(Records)
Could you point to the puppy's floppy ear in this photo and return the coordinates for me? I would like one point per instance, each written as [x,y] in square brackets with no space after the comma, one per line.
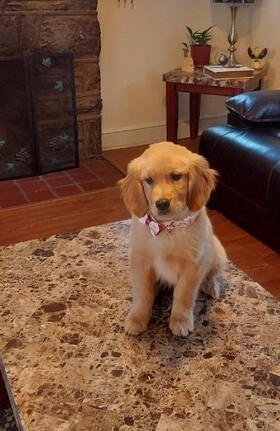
[202,181]
[132,190]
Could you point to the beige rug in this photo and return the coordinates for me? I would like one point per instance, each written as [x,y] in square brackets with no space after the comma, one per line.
[69,365]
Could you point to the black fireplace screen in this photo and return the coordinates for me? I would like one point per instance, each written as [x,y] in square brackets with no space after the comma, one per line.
[38,126]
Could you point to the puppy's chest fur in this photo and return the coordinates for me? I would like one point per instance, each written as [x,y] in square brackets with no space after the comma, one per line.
[170,253]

Written request: Please copy all of the records above word for word, omitting any pictures.

In response:
Could you point to the puppy's floppy ear in this photo and return the coordinates for me? I would like one point per instance, each written as [x,y] in square brackets with no space after the comma, one per line.
[202,181]
[132,190]
Could you point to the beige rug in this photo and return the coordinates for me? I would like one point per instance, each written as [x,y] in square brackets with no space after the comma, one per line.
[69,365]
Could you point to the black fireplace screen in this photo and return the coordinates for me? I would like one point per instance, each written as [x,y] in square brackets with no space after the comma, one per line.
[38,126]
Could you point to the puppy's chest fur in this photo and return the coordinates for me? I would like one point per instance, each written as [x,y] in square brackets with no space after the comma, one per line.
[170,253]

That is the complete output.